## [Required task]
Can you write out all the material below again, requests included, with 10 added to every coordinate value in the answers and the requests left unchanged?

## [Data to use]
"""

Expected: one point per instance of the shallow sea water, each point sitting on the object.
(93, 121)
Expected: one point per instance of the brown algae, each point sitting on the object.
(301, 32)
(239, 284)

"""

## [Result below]
Expected: one point per instance of the shallow sea water, each point sitting on the object.
(103, 131)
Expected: one point per instance of the brown algae, each point sitting on the object.
(311, 42)
(249, 294)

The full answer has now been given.